## Stated task
Please translate this sentence from the running blog excerpt into Spanish: "It was well-organized, took us through beautiful neighborhoods, had plenty of water stations and food at the end, and cheerful spectators."

═══ Source excerpt ═══

Why did we fail?  I want to say it’s all my fault, but JD disagrees.  We had talked about pace before the race: our plan was to warm up by running the first (hilly!) mile in about 11:00, and then we would settle into a 10-minute-mile pace.  I had assumed that I would be happy to run at JD’s pace, whether that meant working hard to keep up with him or running a comfortable pace through the streets of Northville.  But then three things happened that surprised us both.

One.  We lost each other early and could not find one another again.

Two.  It turns out that on a race day, I want to race.  I feel compelled to race.

Three.  JD was more tired than he realized until we hit those hills in mile one.  He’s been running races all month, and we think that perhaps his legs were not well-rested for this race.  Sometimes you just run out of steam—that’s true in running and in life.

I have hope that JD and I can run a race together in the future.  We’ve done plenty of training runs together at a pace that felt right for both of us.  My feeling is that we might even be able to (oh my gosh, I can’t believe I’m about to say this…) run our first marathons together.  It’s a distance that JD wants to run some day, and I’ve just begun thinking about whether the marathon is something I might want to do…some day.  Not now.  Not this year.  But maybe some day.

I’ll end by saying a few words about the Solstice Run 10K as an event.  In a word, it was awesome.  It was well-organized, took us through beautiful neighborhoods, had plenty of water stations and food at the end, and cheerful spectators.  I like the 10K as a race distance and would love to do another one.  Next time, I’ll be more focused on racing the full 10K.

Onward and upward, friends!

Tuesday, June 26, 2012

Not-So-Great Beginnings: The Story of My First Race

I haven’t told you many stories from my college cross-country days.  Did you know I ran for four years during my undergrad days?  It was during those four years that I really became a runner, but man oh man, did I have a less-than-dazzling debut into running.

Actually, my unofficial running debut occurred years earlier.  I grew up in a neighborhood filled with kids around my age, and we used to race and chase each other around.  In particular, we would race down and up the hill in the backyard, running down the hill to the fence, turning around, and racing back up to the “finish line.”  I was a speedy little runner back then and could usually beat my brother in those foot races.

═══ Dataset content ═══

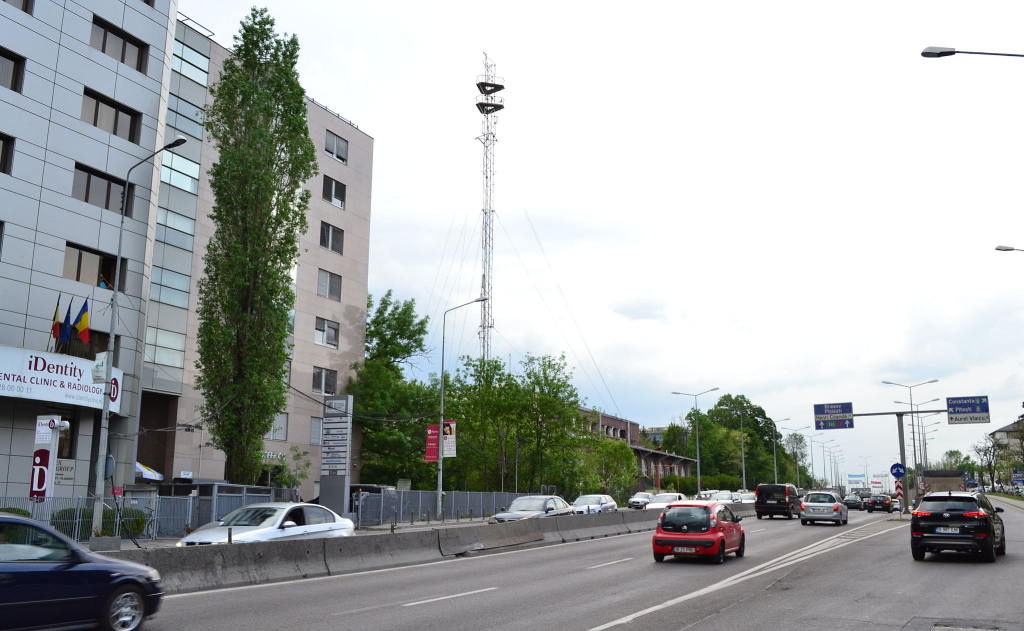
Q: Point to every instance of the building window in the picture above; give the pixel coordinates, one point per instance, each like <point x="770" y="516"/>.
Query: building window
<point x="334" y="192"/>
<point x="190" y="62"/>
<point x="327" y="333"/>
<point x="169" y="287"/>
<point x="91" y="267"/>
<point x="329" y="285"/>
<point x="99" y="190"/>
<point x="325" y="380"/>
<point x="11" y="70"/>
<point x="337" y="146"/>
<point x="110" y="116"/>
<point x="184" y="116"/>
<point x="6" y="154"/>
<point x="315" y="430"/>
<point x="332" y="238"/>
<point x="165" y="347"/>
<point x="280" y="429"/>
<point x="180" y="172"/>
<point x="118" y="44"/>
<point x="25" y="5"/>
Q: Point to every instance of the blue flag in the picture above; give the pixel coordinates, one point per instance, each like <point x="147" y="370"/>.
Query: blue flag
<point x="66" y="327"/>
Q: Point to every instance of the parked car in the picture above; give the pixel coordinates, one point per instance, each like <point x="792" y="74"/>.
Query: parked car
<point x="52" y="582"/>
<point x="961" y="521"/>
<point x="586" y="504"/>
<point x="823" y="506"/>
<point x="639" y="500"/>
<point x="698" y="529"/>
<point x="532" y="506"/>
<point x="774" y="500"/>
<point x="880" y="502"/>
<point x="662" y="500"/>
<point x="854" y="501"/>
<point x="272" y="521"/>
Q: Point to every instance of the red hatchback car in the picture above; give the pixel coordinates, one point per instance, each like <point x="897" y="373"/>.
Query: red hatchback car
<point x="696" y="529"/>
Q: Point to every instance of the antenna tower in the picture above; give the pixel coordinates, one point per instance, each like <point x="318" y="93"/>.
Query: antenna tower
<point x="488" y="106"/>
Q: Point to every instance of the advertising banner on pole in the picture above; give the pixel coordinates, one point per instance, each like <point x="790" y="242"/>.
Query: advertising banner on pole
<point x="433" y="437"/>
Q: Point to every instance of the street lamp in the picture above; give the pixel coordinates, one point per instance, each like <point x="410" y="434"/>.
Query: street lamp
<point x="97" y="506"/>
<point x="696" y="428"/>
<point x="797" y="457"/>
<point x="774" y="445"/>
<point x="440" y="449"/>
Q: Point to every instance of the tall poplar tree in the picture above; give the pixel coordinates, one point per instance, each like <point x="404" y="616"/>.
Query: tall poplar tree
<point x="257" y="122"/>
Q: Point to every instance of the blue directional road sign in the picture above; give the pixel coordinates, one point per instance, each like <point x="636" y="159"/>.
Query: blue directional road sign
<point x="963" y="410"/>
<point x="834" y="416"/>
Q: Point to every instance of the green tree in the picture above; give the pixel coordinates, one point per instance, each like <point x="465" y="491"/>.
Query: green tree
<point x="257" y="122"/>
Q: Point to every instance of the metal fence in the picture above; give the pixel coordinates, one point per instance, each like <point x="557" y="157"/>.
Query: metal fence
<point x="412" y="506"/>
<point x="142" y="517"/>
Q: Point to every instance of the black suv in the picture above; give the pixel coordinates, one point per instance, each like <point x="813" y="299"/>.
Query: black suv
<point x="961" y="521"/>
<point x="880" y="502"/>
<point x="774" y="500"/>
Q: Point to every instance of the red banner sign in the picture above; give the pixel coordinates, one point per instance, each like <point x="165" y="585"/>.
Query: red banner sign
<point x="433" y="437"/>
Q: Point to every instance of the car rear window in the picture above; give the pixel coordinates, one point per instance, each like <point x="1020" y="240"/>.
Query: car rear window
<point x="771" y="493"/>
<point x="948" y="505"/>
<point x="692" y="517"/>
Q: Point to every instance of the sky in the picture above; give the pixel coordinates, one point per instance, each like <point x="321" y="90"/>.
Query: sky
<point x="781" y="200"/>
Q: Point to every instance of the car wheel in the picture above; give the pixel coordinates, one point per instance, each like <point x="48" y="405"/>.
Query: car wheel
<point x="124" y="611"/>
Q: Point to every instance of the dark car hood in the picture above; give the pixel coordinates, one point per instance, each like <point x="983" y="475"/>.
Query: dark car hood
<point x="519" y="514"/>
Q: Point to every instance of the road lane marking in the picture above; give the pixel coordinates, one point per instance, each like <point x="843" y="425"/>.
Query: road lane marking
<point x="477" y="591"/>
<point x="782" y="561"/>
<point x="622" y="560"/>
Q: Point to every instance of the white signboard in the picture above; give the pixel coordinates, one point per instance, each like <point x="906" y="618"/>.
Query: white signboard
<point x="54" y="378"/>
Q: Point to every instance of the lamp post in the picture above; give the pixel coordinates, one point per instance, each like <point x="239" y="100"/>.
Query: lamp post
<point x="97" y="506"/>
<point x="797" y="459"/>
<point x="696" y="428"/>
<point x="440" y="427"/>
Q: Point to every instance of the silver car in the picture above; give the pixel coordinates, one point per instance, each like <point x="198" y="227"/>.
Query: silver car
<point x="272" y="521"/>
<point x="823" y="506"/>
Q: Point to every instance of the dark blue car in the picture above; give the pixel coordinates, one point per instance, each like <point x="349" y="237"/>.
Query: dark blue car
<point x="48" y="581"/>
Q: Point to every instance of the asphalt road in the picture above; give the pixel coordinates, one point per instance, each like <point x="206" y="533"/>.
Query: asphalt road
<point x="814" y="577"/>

═══
═══ Dataset content ═══

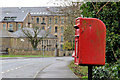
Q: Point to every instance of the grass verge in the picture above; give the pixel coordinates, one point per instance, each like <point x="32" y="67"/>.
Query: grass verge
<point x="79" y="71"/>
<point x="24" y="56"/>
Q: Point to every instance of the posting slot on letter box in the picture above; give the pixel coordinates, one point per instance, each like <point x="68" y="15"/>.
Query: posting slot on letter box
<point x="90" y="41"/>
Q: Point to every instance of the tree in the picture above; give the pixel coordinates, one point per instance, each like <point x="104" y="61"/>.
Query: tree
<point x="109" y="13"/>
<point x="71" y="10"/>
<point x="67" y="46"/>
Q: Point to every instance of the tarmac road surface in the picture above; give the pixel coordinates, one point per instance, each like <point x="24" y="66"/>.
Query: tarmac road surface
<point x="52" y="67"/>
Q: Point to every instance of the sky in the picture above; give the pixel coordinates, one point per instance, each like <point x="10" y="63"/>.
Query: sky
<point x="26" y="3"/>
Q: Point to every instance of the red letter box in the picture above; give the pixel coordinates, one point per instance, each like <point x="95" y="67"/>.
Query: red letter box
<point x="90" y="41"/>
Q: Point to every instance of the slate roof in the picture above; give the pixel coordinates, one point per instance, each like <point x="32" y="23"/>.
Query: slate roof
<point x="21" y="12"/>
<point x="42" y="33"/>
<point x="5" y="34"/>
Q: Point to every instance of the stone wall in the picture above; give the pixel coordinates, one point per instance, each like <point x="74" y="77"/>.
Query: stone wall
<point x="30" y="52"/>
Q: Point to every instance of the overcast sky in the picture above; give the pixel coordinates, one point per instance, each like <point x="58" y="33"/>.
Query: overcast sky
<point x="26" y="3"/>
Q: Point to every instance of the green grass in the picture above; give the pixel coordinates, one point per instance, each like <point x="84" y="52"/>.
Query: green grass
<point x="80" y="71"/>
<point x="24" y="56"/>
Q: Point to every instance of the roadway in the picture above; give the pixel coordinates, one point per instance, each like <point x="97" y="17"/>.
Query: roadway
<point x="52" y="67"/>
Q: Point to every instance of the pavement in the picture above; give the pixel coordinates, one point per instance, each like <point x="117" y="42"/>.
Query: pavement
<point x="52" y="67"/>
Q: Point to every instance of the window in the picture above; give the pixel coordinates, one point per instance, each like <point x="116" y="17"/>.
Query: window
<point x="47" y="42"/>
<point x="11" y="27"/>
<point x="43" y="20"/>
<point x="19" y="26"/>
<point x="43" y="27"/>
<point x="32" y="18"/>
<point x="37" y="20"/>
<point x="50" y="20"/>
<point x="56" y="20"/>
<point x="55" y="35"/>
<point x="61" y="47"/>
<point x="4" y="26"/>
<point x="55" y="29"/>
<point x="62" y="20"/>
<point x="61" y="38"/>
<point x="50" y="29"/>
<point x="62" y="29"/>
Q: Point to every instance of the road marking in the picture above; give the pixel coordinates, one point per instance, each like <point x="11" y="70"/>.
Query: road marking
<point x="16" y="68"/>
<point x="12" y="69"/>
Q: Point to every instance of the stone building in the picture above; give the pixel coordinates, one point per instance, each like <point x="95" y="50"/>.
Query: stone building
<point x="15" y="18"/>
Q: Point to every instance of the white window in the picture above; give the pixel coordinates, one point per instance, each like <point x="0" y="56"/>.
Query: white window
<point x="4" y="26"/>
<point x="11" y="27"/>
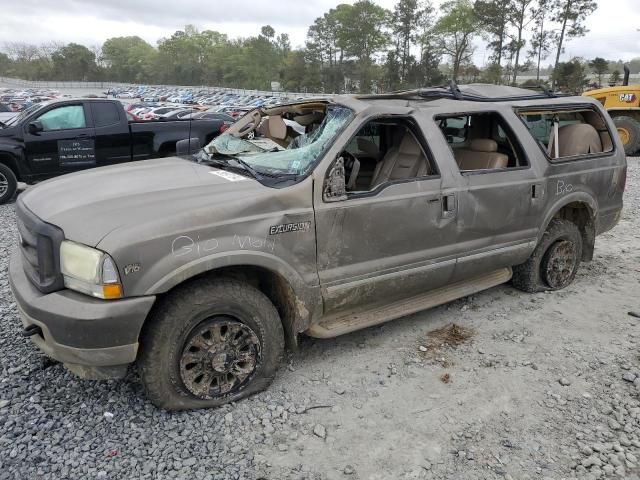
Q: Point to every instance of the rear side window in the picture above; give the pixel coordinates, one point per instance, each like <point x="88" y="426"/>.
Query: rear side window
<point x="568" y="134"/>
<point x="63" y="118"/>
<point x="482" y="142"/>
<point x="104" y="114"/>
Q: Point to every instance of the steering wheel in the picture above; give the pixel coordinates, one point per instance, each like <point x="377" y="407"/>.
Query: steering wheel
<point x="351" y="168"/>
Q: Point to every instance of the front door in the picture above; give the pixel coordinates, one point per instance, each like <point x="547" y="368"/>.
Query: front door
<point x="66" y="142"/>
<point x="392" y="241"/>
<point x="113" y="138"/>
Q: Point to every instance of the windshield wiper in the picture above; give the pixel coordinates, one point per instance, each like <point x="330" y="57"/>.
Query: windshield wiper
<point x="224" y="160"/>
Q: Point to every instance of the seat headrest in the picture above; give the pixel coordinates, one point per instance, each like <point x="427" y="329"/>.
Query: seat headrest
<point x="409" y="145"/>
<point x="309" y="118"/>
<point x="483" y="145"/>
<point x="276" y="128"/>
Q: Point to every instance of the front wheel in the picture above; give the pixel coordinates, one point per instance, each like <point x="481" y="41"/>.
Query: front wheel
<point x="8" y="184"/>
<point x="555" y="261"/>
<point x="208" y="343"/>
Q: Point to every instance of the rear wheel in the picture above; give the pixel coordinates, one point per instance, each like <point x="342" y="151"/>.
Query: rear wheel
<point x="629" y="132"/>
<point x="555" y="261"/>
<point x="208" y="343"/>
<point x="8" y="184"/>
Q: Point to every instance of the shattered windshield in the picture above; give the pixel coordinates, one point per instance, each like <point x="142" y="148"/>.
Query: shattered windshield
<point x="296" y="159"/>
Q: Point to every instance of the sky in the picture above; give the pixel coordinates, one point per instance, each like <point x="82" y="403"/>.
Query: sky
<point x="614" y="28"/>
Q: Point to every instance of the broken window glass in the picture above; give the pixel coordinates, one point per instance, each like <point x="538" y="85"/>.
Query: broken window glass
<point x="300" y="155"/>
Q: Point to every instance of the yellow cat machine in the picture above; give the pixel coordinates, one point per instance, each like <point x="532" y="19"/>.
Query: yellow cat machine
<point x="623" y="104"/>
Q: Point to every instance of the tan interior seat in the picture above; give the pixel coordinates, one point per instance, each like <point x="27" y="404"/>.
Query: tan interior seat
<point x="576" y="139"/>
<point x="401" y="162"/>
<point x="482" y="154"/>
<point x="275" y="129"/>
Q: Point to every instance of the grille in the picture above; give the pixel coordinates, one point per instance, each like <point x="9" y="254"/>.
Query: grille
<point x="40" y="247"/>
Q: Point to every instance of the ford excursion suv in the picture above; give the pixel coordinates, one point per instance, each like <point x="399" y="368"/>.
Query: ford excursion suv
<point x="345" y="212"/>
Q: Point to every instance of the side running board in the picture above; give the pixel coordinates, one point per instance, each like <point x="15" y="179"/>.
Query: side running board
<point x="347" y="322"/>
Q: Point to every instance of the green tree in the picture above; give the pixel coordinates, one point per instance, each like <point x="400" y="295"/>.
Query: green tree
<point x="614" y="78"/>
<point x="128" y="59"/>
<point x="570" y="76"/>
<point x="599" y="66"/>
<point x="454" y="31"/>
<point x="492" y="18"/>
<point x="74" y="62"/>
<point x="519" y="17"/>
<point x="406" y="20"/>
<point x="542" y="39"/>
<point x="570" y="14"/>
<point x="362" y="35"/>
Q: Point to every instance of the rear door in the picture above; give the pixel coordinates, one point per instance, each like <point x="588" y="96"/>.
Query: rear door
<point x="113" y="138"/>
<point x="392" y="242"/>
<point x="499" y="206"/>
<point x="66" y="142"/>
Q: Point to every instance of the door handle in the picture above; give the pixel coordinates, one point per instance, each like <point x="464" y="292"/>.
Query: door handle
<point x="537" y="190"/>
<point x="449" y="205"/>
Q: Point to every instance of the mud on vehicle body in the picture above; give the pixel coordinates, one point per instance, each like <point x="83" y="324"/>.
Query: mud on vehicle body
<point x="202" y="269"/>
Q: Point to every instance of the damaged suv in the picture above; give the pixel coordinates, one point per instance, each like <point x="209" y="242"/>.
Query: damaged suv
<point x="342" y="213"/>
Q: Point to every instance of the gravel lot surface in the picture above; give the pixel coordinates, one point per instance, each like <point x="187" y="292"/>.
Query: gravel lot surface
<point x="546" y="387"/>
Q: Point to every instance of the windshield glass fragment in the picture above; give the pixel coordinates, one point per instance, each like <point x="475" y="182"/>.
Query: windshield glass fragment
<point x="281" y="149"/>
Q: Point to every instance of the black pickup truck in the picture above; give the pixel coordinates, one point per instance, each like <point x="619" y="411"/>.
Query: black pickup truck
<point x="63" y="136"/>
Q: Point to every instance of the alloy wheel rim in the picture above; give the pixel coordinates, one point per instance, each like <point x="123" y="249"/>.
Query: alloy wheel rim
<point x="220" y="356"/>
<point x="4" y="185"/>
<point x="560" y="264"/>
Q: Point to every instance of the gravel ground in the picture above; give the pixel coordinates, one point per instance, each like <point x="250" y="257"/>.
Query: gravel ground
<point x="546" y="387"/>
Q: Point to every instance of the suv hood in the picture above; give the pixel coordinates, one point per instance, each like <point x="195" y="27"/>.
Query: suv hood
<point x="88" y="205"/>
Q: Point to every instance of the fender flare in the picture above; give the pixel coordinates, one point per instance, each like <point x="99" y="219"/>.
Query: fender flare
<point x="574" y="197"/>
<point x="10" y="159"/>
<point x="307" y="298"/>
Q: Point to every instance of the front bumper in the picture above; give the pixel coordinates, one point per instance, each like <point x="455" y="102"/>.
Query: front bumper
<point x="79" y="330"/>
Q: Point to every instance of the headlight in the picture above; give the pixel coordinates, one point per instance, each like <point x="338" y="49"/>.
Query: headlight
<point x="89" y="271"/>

═══
═══ Dataset content ═══

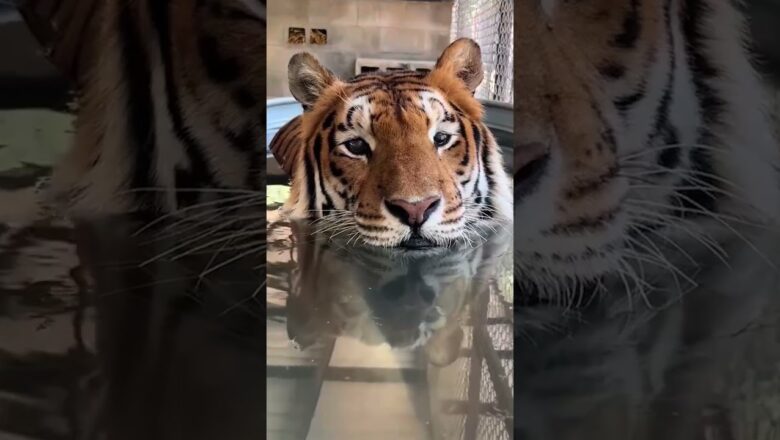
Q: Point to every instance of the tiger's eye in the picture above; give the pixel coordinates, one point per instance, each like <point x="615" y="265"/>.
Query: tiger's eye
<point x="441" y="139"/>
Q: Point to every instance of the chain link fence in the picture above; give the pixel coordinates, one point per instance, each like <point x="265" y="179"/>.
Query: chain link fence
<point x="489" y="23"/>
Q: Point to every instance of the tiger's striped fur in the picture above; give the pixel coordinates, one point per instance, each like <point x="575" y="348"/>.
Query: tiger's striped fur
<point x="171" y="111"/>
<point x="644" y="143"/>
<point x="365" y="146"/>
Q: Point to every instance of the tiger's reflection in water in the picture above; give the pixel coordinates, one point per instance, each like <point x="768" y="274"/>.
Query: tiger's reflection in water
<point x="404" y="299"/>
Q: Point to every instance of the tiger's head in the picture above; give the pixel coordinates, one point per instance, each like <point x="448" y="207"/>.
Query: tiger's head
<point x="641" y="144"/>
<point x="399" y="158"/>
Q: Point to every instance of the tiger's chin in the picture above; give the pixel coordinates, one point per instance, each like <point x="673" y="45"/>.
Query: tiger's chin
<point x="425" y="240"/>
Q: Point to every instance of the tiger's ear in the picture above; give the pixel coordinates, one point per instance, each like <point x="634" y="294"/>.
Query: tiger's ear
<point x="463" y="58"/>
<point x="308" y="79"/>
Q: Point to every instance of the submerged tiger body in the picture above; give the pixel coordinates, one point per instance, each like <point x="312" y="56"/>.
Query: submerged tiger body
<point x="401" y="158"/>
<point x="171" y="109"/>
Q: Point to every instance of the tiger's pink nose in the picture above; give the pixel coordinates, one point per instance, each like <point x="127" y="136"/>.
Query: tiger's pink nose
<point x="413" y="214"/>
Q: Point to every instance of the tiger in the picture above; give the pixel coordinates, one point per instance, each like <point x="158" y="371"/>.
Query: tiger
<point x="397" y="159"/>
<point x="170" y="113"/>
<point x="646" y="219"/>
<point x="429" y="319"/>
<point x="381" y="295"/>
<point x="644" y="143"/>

═══

## Solution to this task
Estuvo bien organizada, nos llevó por barrios preciosos, tenía muchos puestos de agua y comida al final, y espectadores alegres.